The Lord Jesus tells us in Jn. 12:24, "Except the grain of wheat falls into the ground and dies, it abides alone; but if it die, it bears much fruit." Life is in the grain of wheat, but there is a shell, a very hard shell on the outside. As long as that shell is not split open, the wheat cannot grow. "Except the grain of wheat falls into the ground and dies..." What is this death? It is the cracking open of the shell through the working together of temperature, humidity, etc., in the soil. Once the shell is split open, the wheat begins to grow. So the question here is not whether there is Life within, but whether the outside shell is cracked open.

The Scripture continues by saying, "He that loves his Life shall lose it, and he that hates his Life in this world shall keep it to Life eternal." The Lord shows us here that the outer shell is our own Life, (our soul Life) while the Life within is the eternal Life which He has given to us. To allow the inner Life to come forth, it is imperative that the outward Life be lost. Should the outward remain unbroken, the inward would never be able to come forth.

It is necessary (in this writing) that we direct ourselves to that group of people who have the Lord's Life. Among those who possess the Life of the Lord can be found two distinct conditions: one includes those in whom Life is confined, restricted, imprisoned and unable to come forth; the other includes those in whom the Lord has forged a way and Life is thus released from them.
-*-
# [What the exercise asks]
Resume the passage above on the grain of wheat and the breaking of the outer life, beginning immediately after its final sentence.

# [Source excerpt]
-*-
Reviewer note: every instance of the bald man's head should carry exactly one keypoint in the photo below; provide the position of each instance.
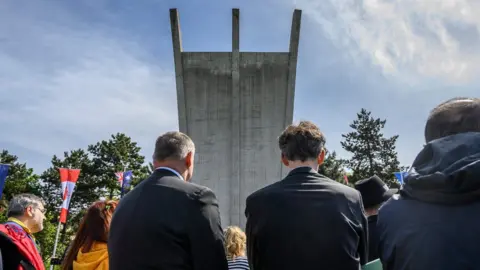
-*-
# [Right answer]
The question thus is not how to obtain Life, but rather how to allow this Life to come forth. When we say we need the Lord to break us, this is not merely a way of speaking, nor is it only a doctrine. It is vital that we be broken by the Lord. It is not that the Life of the Lord cannot cover the earth, but rather that His Life is imprisoned by us. It is not that the Lord cannot bless the Church, but that the Lord's Life is so confined within us that there is no flowing forth. If the outward man remains unbroken, we can never be a blessing to His Church, and we cannot expect the Word to be blessed by God through us!


The Alabaster Box Must Be Broken

The Bible tells of the pure spikenard. God purposely used this term "pure" in His Word to show that it is truly spiritual. But if the alabaster box is not broken, the pure spikenard will not flow forth. Strange to say, many are still treasuring the alabaster box, thinking that its value exceeds that of the ointment. Many think that their outward man is more precious than their inward man. This becomes the problem in the Church. One will treasure his cleverness, thinking he is quite important; another will treasure his own emotions, esteeming himself as an important person; others highly regard themselves, feeling they are better than others, their eloquence surpasses that of others, their quickness of action and exactness of judgment are superior, and so forth. However, we are not antique collectors; we are not vase admirers; we are those who desire to smell only the fragrance of the ointment. Without the breaking of the outward, the inward will not come forth. Thus individually we have no flowing out, but even the Church does not have living way. why then should we hold ourselves as so precious, if our outward contains instead of releases the fragrance?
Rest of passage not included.